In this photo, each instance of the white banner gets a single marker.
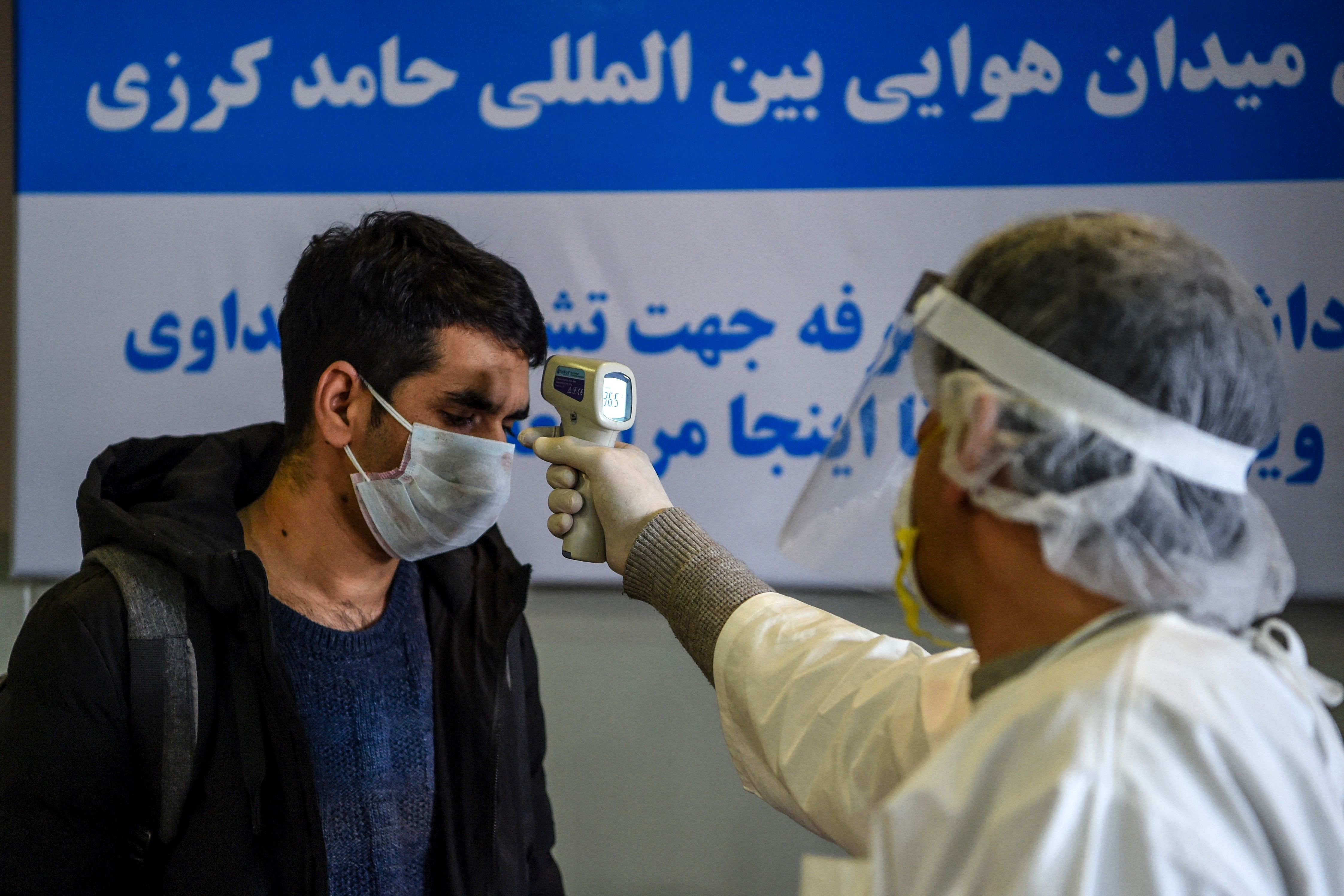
(748, 319)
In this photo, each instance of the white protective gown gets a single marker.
(1150, 757)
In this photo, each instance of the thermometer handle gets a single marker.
(587, 541)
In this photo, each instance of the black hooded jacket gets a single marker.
(69, 792)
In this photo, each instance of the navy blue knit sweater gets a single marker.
(366, 699)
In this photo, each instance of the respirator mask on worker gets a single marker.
(448, 491)
(1119, 526)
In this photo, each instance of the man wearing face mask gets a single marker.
(1128, 722)
(361, 684)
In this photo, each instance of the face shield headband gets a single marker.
(841, 523)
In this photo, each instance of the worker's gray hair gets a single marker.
(1143, 305)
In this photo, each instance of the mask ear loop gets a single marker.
(390, 410)
(906, 539)
(388, 406)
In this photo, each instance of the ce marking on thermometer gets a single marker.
(596, 402)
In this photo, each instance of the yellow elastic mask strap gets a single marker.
(906, 538)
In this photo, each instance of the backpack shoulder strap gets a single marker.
(164, 685)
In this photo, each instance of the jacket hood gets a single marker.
(177, 497)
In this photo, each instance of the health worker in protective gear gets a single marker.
(1127, 723)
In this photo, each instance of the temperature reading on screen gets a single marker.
(616, 398)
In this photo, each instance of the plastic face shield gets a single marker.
(841, 526)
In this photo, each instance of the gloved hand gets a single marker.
(627, 492)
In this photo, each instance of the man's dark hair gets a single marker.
(378, 293)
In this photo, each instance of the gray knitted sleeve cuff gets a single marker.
(693, 581)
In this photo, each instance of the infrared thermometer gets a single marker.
(596, 402)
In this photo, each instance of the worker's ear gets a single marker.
(978, 436)
(975, 441)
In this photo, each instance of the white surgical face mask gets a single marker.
(909, 590)
(445, 495)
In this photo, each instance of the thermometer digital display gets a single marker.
(596, 401)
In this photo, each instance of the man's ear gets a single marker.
(340, 405)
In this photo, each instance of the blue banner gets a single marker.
(526, 96)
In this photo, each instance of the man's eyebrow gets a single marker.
(470, 398)
(480, 402)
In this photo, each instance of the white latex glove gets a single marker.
(627, 492)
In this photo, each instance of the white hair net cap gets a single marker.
(1131, 375)
(1100, 535)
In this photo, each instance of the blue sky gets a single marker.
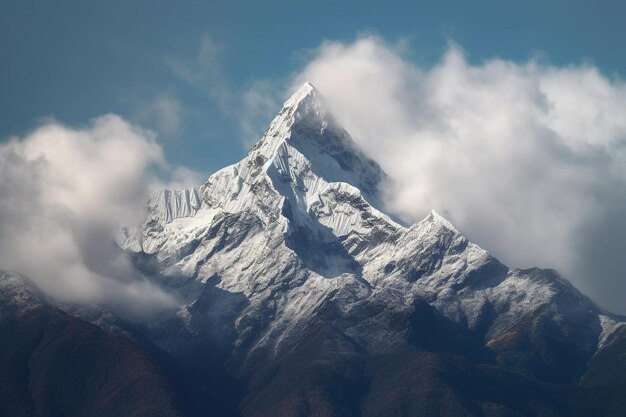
(506, 117)
(75, 60)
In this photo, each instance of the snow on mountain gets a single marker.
(298, 224)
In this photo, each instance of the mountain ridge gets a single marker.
(300, 295)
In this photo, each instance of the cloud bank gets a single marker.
(65, 192)
(527, 159)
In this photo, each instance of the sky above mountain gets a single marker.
(506, 118)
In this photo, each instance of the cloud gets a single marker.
(528, 159)
(65, 192)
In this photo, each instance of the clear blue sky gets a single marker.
(75, 60)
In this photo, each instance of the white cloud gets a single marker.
(65, 192)
(528, 159)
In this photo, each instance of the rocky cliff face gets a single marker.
(288, 259)
(301, 295)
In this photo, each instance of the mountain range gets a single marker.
(300, 294)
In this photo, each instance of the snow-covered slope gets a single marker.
(298, 225)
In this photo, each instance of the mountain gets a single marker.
(325, 304)
(53, 364)
(301, 295)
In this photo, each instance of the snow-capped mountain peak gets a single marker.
(298, 224)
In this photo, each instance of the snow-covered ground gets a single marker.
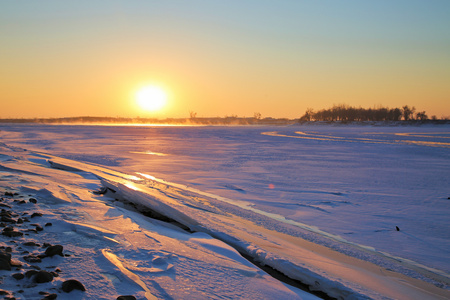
(277, 194)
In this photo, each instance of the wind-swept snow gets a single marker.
(111, 249)
(280, 195)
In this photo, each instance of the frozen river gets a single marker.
(348, 187)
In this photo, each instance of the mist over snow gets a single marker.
(340, 208)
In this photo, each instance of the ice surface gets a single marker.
(344, 187)
(114, 250)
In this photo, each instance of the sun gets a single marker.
(151, 98)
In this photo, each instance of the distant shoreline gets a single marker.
(209, 121)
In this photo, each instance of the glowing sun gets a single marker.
(151, 98)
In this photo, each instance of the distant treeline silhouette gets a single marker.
(346, 113)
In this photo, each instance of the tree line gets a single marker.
(346, 113)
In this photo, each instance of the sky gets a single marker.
(222, 58)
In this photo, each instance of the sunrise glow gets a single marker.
(151, 98)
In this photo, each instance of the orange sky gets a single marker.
(63, 59)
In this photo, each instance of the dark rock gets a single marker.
(72, 284)
(128, 297)
(12, 233)
(32, 258)
(16, 263)
(54, 250)
(5, 260)
(30, 273)
(31, 244)
(9, 228)
(8, 219)
(18, 276)
(51, 296)
(43, 276)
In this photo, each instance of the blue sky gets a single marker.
(223, 57)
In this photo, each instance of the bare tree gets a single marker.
(408, 113)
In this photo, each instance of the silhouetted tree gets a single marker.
(408, 112)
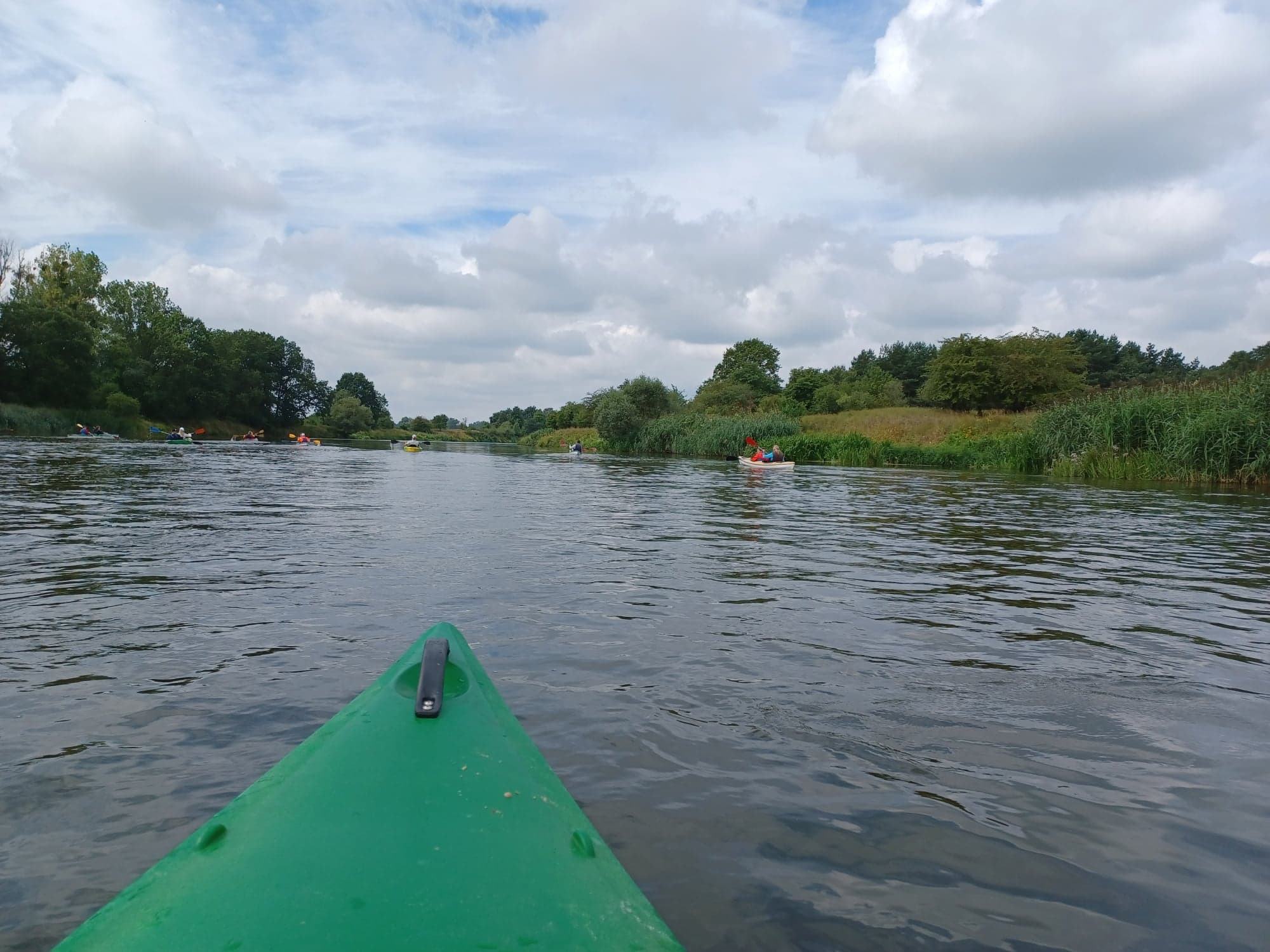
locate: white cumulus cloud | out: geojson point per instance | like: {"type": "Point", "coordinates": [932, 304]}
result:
{"type": "Point", "coordinates": [101, 139]}
{"type": "Point", "coordinates": [1045, 98]}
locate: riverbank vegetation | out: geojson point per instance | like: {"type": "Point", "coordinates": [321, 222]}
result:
{"type": "Point", "coordinates": [1080, 404]}
{"type": "Point", "coordinates": [123, 354]}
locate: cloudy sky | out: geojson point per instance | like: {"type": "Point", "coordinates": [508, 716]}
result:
{"type": "Point", "coordinates": [516, 204]}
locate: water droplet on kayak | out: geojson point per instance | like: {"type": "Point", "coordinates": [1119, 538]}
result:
{"type": "Point", "coordinates": [582, 843]}
{"type": "Point", "coordinates": [213, 836]}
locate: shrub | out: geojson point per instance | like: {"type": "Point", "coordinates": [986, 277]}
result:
{"type": "Point", "coordinates": [123, 406]}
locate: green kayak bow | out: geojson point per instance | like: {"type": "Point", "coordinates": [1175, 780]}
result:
{"type": "Point", "coordinates": [418, 818]}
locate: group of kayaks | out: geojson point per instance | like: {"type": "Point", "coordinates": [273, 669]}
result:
{"type": "Point", "coordinates": [418, 818]}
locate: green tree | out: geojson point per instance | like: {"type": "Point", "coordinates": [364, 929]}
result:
{"type": "Point", "coordinates": [726, 397]}
{"type": "Point", "coordinates": [50, 329]}
{"type": "Point", "coordinates": [618, 420]}
{"type": "Point", "coordinates": [863, 362]}
{"type": "Point", "coordinates": [963, 376]}
{"type": "Point", "coordinates": [907, 362]}
{"type": "Point", "coordinates": [48, 355]}
{"type": "Point", "coordinates": [347, 414]}
{"type": "Point", "coordinates": [1036, 369]}
{"type": "Point", "coordinates": [361, 387]}
{"type": "Point", "coordinates": [1102, 356]}
{"type": "Point", "coordinates": [751, 362]}
{"type": "Point", "coordinates": [1015, 373]}
{"type": "Point", "coordinates": [652, 398]}
{"type": "Point", "coordinates": [803, 384]}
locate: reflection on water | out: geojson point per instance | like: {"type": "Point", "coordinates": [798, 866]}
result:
{"type": "Point", "coordinates": [815, 710]}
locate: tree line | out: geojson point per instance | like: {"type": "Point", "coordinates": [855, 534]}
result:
{"type": "Point", "coordinates": [72, 340]}
{"type": "Point", "coordinates": [966, 373]}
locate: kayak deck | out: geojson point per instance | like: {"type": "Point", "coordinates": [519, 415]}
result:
{"type": "Point", "coordinates": [752, 465]}
{"type": "Point", "coordinates": [393, 832]}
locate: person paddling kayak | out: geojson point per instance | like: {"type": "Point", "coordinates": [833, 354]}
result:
{"type": "Point", "coordinates": [774, 456]}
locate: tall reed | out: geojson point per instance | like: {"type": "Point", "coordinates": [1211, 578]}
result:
{"type": "Point", "coordinates": [700, 435]}
{"type": "Point", "coordinates": [1189, 432]}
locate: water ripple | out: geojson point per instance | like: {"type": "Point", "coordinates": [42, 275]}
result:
{"type": "Point", "coordinates": [831, 709]}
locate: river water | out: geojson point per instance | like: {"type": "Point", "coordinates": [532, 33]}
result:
{"type": "Point", "coordinates": [819, 710]}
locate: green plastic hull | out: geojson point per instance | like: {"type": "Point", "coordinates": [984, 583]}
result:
{"type": "Point", "coordinates": [389, 832]}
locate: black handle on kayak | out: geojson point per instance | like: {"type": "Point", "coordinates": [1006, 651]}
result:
{"type": "Point", "coordinates": [432, 678]}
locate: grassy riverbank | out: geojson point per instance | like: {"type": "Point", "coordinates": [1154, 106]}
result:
{"type": "Point", "coordinates": [918, 426]}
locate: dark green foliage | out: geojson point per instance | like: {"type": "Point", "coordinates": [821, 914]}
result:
{"type": "Point", "coordinates": [863, 362]}
{"type": "Point", "coordinates": [803, 384]}
{"type": "Point", "coordinates": [123, 406]}
{"type": "Point", "coordinates": [726, 397]}
{"type": "Point", "coordinates": [618, 420]}
{"type": "Point", "coordinates": [652, 398]}
{"type": "Point", "coordinates": [622, 412]}
{"type": "Point", "coordinates": [347, 414]}
{"type": "Point", "coordinates": [515, 423]}
{"type": "Point", "coordinates": [1012, 453]}
{"type": "Point", "coordinates": [907, 362]}
{"type": "Point", "coordinates": [1112, 364]}
{"type": "Point", "coordinates": [364, 389]}
{"type": "Point", "coordinates": [48, 355]}
{"type": "Point", "coordinates": [1013, 374]}
{"type": "Point", "coordinates": [963, 376]}
{"type": "Point", "coordinates": [702, 435]}
{"type": "Point", "coordinates": [754, 364]}
{"type": "Point", "coordinates": [1244, 362]}
{"type": "Point", "coordinates": [571, 416]}
{"type": "Point", "coordinates": [1180, 432]}
{"type": "Point", "coordinates": [69, 341]}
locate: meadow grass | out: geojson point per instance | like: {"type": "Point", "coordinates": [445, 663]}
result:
{"type": "Point", "coordinates": [1006, 453]}
{"type": "Point", "coordinates": [918, 426]}
{"type": "Point", "coordinates": [559, 440]}
{"type": "Point", "coordinates": [18, 421]}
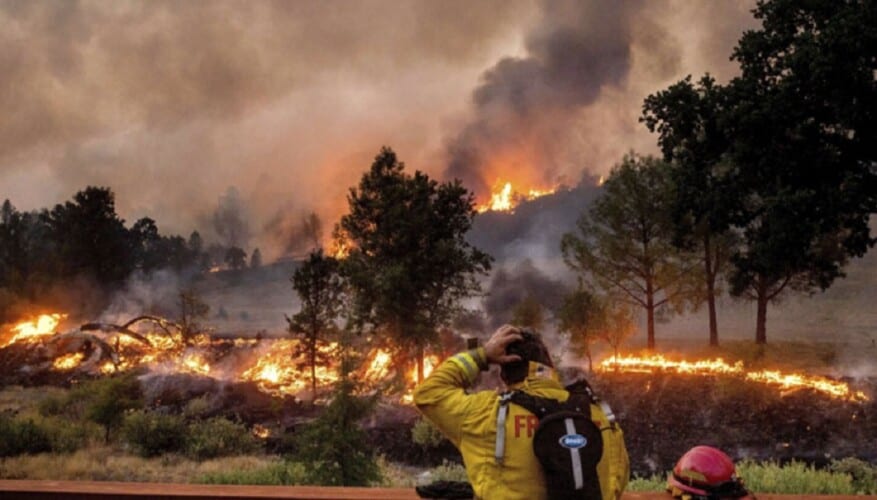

▸ WORK TO BE COMPLETED
Please transcribe only the lines in the records above running from the line that has "locate: riverbank vegetation" through the line that has "locate: water droplet", both included, exactly as they appear.

▸ RESULT
locate: riverbank vegetation | out: geojson point per instance | like: {"type": "Point", "coordinates": [321, 222]}
result:
{"type": "Point", "coordinates": [1080, 404]}
{"type": "Point", "coordinates": [123, 354]}
locate: cloudy sky | out: geojson point per instance | like: {"type": "Point", "coordinates": [508, 716]}
result:
{"type": "Point", "coordinates": [516, 204]}
locate: water droplet on kayak | out: geojson point per instance | like: {"type": "Point", "coordinates": [1119, 538]}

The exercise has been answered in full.